#### WHAT NEEDS TO BE DONE
Render every entry below as a two-column CSV with the header columns "entry_text" and "answer", giving one row per entry. Put each value in a single quoted field, and replace all line breaks inside a value with spaces.

[Dataset excerpt]
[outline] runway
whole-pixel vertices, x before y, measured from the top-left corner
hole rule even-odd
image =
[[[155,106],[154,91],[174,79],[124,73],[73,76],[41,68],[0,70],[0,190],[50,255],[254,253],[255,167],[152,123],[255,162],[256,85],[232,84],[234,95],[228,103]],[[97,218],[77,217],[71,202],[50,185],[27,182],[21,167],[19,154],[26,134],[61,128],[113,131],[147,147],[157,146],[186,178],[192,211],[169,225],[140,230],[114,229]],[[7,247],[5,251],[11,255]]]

#### TASK SOLUTION
entry_text,answer
"[outline] runway whole-pixel vertices, x before y, measured from the top-left corner hole rule even-odd image =","[[[155,106],[154,91],[174,79],[124,73],[73,76],[41,68],[0,70],[0,190],[50,255],[254,253],[255,167],[152,123],[255,162],[256,85],[232,84],[234,95],[228,103]],[[97,218],[77,217],[71,202],[50,185],[27,182],[21,167],[19,154],[26,134],[61,128],[113,131],[147,147],[157,146],[186,178],[192,211],[169,225],[140,230],[114,229]],[[7,247],[5,251],[11,255]]]"